*** TEXT PASSAGE Section Begins ***
A new mouse study published in mBio has revealed that the Ebola virus is unable to infect cells without first attaching to a host protein called Niemann-Pick C1.
Niemann-Pick C1 (NPC1) is found in the membranes of tiny enzyme-filled compartments known as lysosomes that digest and recycle cellular components and are located within cells.
“Our study reveals NPC1 to be an Achilles’ heel for Ebola virus infection,” says co-study leader Kartik Chandran, an associate professor of microbiology and immunology at Albert Einstein College of Medicine of Yeshiva University, NY.
“Mice lacking both copies of the NPC1 gene, and therefore devoid of the NPC1 protein, were completely resistant to infection.”
Ebola virus infection is highly lethal, proving fatal for up to 90% of those it affects. According to the Centers for Disease Control and Prevention (CDC), the 2014 Ebola epidemic – the largest in history – has led to a total of 11,140 deaths as of May 22nd, 2015.
When the Ebola virus attaches to the outer membrane of a host cell, part of the host cell’s cell membrane wraps around the virus to form a membrane-bound compartment called an endosome. This endosome carries the virus into the cell where it eventually becomes a lysosome.
For the virus to avoid being destroyed within the lysosome it exploits components of the cell, allowing it to access the cell’s cytoplasm where the virus is then able to replicate. Many of the components exploited by the virus are unknown, but the new study suggests that NPC1 could be one.
*** TEXT PASSAGE Section Ends ***
*** DATA EXTRACTS Section Begins ***
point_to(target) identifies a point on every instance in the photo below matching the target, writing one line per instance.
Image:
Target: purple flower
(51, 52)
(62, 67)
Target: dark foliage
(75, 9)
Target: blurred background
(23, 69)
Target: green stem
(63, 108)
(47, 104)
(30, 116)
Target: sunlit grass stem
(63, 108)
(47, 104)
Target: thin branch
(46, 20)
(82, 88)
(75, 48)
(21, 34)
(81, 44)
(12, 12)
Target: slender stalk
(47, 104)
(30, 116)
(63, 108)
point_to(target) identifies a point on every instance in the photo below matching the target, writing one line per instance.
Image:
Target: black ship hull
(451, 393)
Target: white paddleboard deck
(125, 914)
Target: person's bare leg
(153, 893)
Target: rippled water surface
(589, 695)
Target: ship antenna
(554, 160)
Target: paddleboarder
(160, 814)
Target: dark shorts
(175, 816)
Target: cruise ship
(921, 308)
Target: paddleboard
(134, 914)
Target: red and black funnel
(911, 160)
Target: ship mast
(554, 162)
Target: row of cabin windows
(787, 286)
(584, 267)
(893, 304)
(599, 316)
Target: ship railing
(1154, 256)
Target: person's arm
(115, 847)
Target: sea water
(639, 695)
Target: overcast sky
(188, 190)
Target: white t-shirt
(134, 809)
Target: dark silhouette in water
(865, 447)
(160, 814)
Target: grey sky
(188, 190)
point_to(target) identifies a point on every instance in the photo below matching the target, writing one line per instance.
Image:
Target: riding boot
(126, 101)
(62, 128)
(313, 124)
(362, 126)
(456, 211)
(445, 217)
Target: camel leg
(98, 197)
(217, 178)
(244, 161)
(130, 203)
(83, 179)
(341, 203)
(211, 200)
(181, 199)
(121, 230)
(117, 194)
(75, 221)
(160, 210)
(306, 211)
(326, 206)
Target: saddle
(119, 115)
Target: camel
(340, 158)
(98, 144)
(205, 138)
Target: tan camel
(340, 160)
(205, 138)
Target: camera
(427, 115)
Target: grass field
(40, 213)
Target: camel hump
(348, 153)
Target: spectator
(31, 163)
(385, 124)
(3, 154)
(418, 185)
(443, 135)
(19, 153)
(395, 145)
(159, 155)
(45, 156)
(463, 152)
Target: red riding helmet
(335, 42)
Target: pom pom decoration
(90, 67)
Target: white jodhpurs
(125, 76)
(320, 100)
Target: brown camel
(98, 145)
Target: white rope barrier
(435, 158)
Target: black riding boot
*** DATA EXTRACTS Section Ends ***
## EXERCISE INSTRUCTIONS
A – In the Ebola study report, change "tiny" to "small" and write out everything from "Niemann-Pick C1 (NPC1)" down to "Yeshiva University, NY.".
B – Write the next part of the Ebola study report, beginning after its final sentence.
These rows have no connection to the Ebola study report.

## TASK-BY-TASK RESULTS
A –
Niemann-Pick C1 (NPC1) is found in the membranes of small enzyme-filled compartments known as lysosomes that digest and recycle cellular components and are located within cells.
“Our study reveals NPC1 to be an Achilles’ heel for Ebola virus infection,” says co-study leader Kartik Chandran, an associate professor of microbiology and immunology at Albert Einstein College of Medicine of Yeshiva University, NY.

B –
The NPC1 protein is located within cell membranes where its role is to assist transportation of cholesterol within the cell. Individuals who do not have enough NPC1 develop a fatal disorder known as Niemann-Pick disease that causes cells to become full with too much cholesterol and die.
Previously, Dr. Chandran and his colleagues discovered that NPC1 was involved in the Ebola virus gaining access to cell cytoplasm, following analysis of tissue culture in mice.
Following this work, the researchers aimed to confirm whether NPC1 was essential for the Ebola virus infection to occur. To do this, they studied Ebola infection in mice with two intact copies of the NPC1 gene (“wild type” mice) and mice without both copies of the gene (“knockout” mice).
“While the wild-type mice succumbed to the infection, the knockout mice were entirely free of virus replication and completely protected against the disease,” reports co-study leader Dr. Steven Walkley.
Another group of mice referred to as “carrier” mice had just one working copy of the NPC1 gene and, therefore, half the regular number of NPC1 receptors. These mice were significantly resistant to Ebola infection, although they were not completely immune.
“This would suggest that drugs that interfere with Ebola’s interaction with NPC1 – even if some Ebola viruses are able to enter cells – could probably still provide some benefit from lethal infection,” says co-study leader Dr. John M. Dye, Branch Chief of Viral Immunology at the US Army Medical Research Institute of Infectious Diseases.
In humans, a treatment that blocked NPC1 would also disrupt the cholesterol transport pathway. Despite this, the authors believe that patients receiving such a treatment would be able to tolerate it, particularly as it would only be required for a short period of time.
“Ideally, future research in humans, based on these findings, will lead to the development of antiviral drugs that can effectively target NPC1 and prevent infection not just by Ebola, but also by other highly virulent filoviruses, which also require NPC1 as a receptor,” Dr. Chandran concludes.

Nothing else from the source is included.